(Saved data entries)
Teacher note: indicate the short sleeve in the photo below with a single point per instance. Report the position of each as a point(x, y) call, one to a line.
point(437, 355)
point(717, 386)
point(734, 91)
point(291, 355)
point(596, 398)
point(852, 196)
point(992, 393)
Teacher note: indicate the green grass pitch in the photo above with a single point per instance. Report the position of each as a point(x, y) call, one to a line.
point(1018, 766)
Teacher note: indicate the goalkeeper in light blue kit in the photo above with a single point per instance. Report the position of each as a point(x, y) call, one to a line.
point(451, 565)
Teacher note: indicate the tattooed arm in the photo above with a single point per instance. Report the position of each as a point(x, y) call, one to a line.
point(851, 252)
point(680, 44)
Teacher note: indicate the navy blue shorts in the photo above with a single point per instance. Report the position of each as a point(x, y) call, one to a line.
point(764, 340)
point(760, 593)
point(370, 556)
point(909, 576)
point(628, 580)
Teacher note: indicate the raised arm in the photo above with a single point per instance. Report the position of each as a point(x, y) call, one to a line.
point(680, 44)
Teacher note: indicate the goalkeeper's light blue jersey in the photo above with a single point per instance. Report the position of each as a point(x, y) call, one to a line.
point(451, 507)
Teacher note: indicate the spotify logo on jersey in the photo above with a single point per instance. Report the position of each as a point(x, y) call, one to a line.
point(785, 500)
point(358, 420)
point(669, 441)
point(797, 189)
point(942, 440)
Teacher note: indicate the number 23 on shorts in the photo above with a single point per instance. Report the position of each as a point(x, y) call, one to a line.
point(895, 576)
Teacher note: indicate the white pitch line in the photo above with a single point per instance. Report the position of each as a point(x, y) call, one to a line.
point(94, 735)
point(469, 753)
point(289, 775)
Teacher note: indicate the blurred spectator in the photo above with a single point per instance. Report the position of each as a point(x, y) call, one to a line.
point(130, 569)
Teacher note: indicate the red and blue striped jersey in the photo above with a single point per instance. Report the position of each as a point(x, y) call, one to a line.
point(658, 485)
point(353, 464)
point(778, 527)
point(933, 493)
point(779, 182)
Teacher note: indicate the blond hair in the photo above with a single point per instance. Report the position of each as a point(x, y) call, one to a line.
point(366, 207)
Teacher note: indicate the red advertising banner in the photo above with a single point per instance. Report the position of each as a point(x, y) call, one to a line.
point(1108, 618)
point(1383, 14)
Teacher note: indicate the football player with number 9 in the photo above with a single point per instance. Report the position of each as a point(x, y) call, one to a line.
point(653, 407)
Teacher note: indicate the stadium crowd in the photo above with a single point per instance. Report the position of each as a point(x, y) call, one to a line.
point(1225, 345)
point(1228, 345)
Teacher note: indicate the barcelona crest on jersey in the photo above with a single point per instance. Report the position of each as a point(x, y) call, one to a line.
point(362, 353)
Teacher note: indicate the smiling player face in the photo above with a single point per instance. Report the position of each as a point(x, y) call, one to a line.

== TASK DESCRIPTION ==
Write out the saved data entries above without any changes, starting at the first line and stopping after the line with "point(1018, 766)".

== PROBLEM SOLUTION ==
Teacher note: indicate the short sleeve in the photo below with a single point per instance. Report the position of each as a point(x, y) call, one to a line.
point(437, 355)
point(717, 386)
point(734, 91)
point(291, 355)
point(596, 398)
point(852, 196)
point(992, 393)
Teacher note: indicate the green grass pitch in the photo above with a single point per instance. Report the position of each as a point(x, y) call, one to a line.
point(1018, 766)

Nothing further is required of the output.